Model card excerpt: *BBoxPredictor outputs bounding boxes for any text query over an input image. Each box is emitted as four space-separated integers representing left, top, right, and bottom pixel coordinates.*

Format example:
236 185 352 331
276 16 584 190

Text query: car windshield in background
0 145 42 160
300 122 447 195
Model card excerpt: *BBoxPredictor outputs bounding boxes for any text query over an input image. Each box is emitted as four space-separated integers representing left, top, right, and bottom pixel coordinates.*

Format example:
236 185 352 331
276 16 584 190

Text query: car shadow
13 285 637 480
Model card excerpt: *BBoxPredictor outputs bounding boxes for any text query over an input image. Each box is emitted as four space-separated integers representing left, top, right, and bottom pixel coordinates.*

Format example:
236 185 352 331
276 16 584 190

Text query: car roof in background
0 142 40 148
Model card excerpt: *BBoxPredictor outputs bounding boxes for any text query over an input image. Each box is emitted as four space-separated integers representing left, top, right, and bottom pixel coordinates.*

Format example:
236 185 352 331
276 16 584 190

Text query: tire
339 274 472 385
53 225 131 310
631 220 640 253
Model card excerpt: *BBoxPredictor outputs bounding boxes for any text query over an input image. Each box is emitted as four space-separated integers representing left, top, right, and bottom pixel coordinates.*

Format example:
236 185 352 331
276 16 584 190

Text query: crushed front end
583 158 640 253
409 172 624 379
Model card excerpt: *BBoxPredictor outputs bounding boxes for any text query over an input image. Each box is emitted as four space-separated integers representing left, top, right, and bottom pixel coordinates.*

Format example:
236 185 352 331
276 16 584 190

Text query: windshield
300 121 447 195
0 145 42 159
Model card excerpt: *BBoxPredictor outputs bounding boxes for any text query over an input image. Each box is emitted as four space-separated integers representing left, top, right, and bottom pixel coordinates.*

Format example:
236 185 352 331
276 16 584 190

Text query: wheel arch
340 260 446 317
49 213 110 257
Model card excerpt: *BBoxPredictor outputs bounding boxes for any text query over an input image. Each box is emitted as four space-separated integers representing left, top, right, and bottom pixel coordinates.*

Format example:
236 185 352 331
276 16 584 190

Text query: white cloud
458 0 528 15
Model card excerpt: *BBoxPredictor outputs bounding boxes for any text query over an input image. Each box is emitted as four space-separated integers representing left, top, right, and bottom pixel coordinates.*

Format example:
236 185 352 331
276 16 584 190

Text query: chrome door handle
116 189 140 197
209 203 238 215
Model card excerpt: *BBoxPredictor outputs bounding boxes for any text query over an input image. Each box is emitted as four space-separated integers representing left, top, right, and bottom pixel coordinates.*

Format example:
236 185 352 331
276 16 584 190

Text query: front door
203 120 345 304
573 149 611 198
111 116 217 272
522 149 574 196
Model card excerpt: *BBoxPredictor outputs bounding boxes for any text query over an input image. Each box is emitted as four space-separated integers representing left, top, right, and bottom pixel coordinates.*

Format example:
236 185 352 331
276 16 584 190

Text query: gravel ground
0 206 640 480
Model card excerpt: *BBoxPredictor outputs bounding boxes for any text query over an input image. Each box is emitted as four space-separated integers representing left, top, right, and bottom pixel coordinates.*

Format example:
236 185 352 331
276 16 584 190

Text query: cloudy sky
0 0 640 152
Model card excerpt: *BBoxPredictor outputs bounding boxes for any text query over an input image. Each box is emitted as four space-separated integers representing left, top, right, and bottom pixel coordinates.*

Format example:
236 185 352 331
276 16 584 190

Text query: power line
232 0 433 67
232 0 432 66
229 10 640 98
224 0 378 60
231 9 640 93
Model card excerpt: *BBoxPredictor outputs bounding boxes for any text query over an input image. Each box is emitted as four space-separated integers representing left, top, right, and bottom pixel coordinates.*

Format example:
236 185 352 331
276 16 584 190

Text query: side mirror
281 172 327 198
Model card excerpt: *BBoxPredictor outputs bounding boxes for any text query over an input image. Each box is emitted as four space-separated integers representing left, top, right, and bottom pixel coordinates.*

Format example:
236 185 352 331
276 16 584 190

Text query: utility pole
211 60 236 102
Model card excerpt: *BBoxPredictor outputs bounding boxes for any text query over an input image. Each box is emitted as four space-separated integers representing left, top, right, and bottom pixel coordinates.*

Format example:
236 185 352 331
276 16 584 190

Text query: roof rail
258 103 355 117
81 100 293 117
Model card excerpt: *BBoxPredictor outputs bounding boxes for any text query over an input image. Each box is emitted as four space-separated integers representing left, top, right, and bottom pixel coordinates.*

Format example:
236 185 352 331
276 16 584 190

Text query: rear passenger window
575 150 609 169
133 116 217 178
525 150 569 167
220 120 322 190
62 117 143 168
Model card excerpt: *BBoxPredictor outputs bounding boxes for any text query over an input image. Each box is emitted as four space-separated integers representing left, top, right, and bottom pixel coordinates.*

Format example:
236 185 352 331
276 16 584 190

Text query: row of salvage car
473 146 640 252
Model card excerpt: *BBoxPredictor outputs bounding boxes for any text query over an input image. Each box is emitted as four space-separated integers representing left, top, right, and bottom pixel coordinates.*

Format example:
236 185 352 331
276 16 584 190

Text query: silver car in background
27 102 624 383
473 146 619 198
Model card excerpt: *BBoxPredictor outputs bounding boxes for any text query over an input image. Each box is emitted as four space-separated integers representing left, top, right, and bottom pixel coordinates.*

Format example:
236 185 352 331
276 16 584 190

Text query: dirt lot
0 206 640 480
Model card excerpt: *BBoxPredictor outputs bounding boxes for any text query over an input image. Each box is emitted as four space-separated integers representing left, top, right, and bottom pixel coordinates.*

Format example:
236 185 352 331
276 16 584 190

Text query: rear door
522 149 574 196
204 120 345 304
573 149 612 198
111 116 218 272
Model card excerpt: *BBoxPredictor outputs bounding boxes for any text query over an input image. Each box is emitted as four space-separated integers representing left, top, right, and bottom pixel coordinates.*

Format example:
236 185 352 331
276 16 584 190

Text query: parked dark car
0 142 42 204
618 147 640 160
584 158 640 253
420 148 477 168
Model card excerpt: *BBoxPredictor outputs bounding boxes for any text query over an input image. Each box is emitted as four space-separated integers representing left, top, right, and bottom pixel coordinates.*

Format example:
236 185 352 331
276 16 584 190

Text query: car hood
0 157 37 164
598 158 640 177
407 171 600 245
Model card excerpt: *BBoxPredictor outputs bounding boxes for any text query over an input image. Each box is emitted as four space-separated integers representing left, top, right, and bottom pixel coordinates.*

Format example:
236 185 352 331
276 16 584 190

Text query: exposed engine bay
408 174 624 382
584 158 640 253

++++++++++++++++++++

§ **Goal**:
Copy the entries above word for word, from the very beginning through the line that contains "300 122 447 195", with that line included.

§ **Reply**:
Model card excerpt: *BBoxPredictor outputs bounding boxes for any text query over an input image. Each box is emitted as four space-separated integers representing left, top, right, and bottom pixel coordinates.*

Format example:
236 185 352 331
276 16 584 190

Text query: car windshield in background
0 145 42 160
300 122 447 195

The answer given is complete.